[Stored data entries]
────
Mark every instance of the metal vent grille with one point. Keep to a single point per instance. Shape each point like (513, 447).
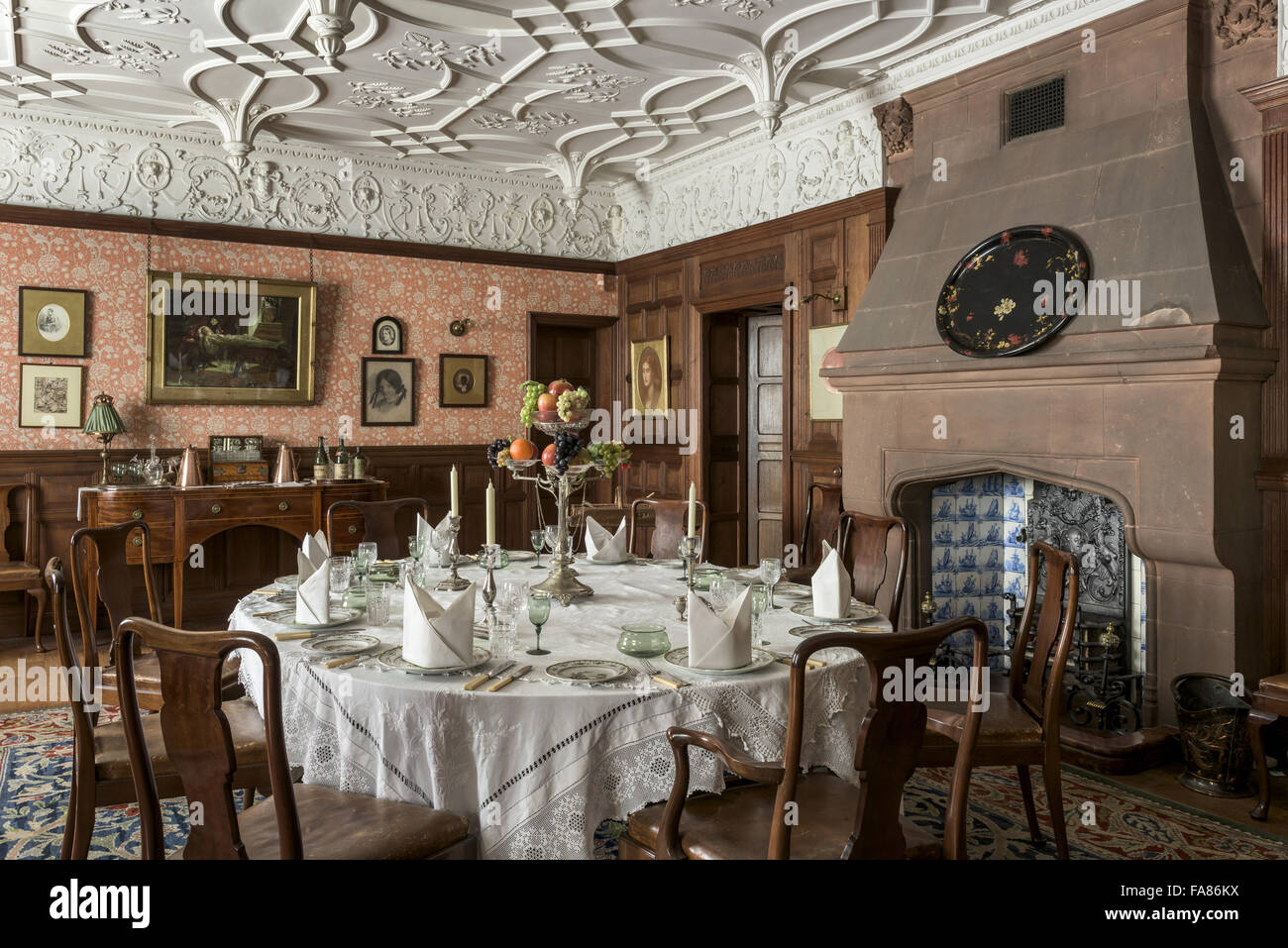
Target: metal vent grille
(1037, 108)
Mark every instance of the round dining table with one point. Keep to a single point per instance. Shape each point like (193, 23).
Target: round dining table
(536, 767)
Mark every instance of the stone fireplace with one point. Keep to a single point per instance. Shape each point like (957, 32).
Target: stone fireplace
(1159, 415)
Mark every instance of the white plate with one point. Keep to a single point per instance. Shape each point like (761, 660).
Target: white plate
(588, 670)
(340, 614)
(393, 660)
(679, 657)
(342, 644)
(858, 610)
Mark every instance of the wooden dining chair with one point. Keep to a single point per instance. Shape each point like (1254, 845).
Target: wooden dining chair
(822, 522)
(670, 523)
(24, 575)
(101, 764)
(1021, 725)
(304, 820)
(378, 524)
(866, 549)
(833, 817)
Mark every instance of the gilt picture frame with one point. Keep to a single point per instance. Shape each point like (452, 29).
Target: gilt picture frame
(230, 340)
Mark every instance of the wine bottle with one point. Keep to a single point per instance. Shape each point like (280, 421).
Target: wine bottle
(343, 471)
(320, 462)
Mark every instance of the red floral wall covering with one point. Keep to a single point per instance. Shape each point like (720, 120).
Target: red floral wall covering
(353, 291)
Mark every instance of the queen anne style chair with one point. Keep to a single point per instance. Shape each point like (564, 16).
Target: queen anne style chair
(378, 524)
(822, 522)
(101, 766)
(24, 575)
(835, 817)
(304, 820)
(866, 550)
(1021, 725)
(670, 526)
(103, 550)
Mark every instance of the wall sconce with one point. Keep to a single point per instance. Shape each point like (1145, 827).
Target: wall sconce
(836, 296)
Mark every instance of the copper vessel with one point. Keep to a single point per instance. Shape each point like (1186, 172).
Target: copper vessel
(189, 469)
(283, 472)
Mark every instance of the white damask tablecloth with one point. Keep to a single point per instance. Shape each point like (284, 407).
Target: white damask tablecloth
(537, 766)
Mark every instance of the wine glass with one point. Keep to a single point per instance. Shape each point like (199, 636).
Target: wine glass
(771, 572)
(759, 607)
(539, 613)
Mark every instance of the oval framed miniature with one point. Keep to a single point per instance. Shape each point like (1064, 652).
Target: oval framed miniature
(1013, 291)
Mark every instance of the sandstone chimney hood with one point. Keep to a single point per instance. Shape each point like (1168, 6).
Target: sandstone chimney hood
(1162, 416)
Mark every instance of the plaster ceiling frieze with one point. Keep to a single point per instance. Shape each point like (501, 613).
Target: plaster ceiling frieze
(58, 161)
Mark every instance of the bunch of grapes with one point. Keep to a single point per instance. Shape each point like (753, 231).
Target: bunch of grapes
(571, 401)
(494, 449)
(566, 450)
(531, 391)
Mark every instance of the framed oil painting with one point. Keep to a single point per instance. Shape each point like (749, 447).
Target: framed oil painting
(462, 381)
(230, 340)
(824, 404)
(651, 375)
(51, 395)
(386, 337)
(387, 391)
(53, 322)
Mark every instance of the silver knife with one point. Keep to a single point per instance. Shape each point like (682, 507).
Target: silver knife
(480, 679)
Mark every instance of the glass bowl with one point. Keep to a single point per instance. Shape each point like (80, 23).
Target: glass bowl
(643, 640)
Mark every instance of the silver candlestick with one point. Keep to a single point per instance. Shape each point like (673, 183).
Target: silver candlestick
(454, 582)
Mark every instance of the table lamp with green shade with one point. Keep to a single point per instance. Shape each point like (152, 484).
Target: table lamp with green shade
(104, 423)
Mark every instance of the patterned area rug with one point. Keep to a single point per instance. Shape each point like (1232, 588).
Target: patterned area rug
(37, 747)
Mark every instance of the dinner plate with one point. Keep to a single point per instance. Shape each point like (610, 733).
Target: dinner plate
(391, 659)
(588, 670)
(583, 558)
(340, 614)
(858, 609)
(679, 657)
(342, 644)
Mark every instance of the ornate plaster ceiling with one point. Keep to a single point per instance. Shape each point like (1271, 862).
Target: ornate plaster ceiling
(576, 90)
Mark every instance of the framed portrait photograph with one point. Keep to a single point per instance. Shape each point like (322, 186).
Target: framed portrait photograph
(230, 340)
(651, 376)
(386, 335)
(52, 395)
(53, 322)
(387, 391)
(463, 381)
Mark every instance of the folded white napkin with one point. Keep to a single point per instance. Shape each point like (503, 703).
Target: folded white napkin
(433, 636)
(724, 640)
(604, 546)
(831, 582)
(313, 592)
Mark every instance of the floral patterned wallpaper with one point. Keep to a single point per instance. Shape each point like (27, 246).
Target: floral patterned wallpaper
(353, 291)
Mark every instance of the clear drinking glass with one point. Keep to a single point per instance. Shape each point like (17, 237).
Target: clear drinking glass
(771, 572)
(342, 569)
(378, 595)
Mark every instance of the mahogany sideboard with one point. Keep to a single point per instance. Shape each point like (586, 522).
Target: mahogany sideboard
(180, 517)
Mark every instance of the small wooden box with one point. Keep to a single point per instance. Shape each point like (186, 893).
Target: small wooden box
(232, 472)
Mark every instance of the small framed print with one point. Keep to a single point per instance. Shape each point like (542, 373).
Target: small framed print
(387, 391)
(53, 322)
(386, 335)
(52, 395)
(462, 381)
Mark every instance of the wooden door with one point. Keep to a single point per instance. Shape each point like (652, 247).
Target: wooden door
(765, 445)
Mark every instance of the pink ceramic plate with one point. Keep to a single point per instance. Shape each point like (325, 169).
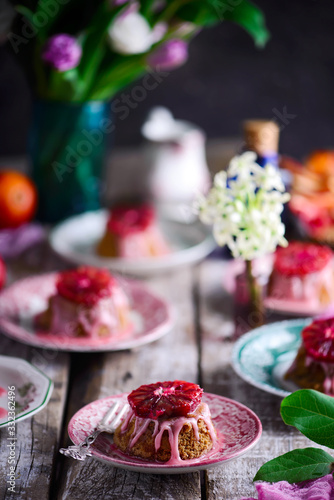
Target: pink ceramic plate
(238, 428)
(19, 303)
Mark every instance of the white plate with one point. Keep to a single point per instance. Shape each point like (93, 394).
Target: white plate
(263, 356)
(238, 429)
(150, 316)
(32, 389)
(76, 238)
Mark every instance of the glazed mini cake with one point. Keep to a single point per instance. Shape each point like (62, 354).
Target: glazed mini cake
(132, 232)
(167, 422)
(88, 302)
(302, 274)
(313, 367)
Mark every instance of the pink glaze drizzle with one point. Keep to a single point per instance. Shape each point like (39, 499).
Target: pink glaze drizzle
(172, 426)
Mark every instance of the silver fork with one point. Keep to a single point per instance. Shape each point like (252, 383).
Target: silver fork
(109, 423)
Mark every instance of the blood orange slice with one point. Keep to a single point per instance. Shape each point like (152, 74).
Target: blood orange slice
(299, 258)
(126, 219)
(85, 285)
(167, 399)
(318, 339)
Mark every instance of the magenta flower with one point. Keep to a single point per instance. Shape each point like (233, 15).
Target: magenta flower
(169, 55)
(62, 52)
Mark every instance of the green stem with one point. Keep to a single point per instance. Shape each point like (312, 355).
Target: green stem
(255, 294)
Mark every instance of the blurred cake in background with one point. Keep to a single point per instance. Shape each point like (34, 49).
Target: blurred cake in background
(303, 276)
(88, 302)
(312, 197)
(313, 367)
(132, 232)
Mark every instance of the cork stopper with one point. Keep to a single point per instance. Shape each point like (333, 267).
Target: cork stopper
(261, 136)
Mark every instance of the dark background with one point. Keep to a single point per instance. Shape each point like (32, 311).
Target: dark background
(226, 80)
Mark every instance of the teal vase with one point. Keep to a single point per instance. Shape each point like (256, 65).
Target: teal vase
(67, 152)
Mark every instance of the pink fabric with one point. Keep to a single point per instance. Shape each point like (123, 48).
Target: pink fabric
(319, 489)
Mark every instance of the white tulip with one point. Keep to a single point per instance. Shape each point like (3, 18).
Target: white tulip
(130, 33)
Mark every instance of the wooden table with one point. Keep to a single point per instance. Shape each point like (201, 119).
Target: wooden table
(197, 349)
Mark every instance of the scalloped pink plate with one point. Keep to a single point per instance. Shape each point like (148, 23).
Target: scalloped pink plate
(19, 303)
(238, 429)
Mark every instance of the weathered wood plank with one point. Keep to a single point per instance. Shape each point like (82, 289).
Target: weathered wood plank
(234, 479)
(174, 356)
(37, 437)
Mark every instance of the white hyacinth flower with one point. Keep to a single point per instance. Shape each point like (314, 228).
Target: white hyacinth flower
(244, 206)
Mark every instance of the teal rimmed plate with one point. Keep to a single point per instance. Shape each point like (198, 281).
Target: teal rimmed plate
(24, 390)
(262, 356)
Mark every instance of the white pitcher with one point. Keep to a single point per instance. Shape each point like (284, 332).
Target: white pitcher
(179, 171)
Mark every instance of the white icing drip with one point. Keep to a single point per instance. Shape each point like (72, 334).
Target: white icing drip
(106, 313)
(173, 426)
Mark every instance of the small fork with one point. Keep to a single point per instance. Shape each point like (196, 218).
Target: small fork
(109, 423)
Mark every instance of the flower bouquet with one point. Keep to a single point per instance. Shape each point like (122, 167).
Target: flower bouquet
(78, 56)
(244, 206)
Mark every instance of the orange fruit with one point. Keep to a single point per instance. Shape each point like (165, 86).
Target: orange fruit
(321, 162)
(18, 199)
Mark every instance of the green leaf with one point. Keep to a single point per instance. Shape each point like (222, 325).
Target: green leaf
(249, 17)
(295, 466)
(312, 413)
(246, 14)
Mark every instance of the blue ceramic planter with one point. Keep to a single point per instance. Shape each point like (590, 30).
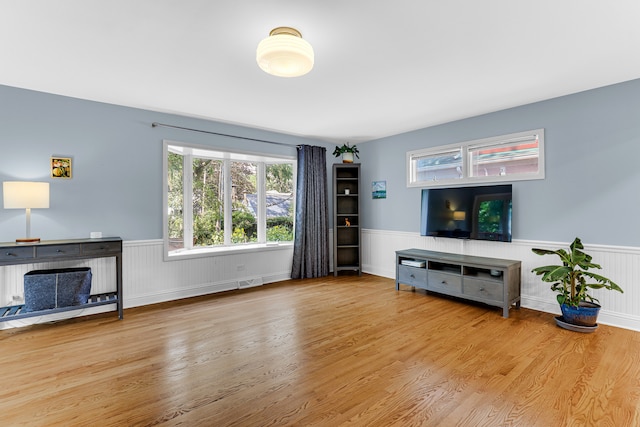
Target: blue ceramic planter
(586, 314)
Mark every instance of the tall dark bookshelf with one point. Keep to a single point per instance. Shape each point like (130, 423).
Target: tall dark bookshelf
(347, 253)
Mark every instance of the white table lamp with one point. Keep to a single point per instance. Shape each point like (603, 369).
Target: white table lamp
(26, 195)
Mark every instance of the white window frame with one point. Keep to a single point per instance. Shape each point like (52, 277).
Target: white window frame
(466, 147)
(227, 156)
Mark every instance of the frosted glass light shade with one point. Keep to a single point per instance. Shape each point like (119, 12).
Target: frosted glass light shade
(23, 195)
(285, 53)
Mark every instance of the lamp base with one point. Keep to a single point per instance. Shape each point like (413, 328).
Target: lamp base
(28, 240)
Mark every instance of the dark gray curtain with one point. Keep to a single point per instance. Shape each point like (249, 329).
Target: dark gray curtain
(311, 242)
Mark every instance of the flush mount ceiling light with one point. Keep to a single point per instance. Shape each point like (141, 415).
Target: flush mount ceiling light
(285, 53)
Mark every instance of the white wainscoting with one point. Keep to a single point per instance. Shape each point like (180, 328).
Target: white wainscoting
(620, 264)
(147, 279)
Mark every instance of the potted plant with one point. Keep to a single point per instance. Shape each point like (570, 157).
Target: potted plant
────
Using the data above, say how many lines include the word "potted". Write only that number.

■ **REPLY**: 2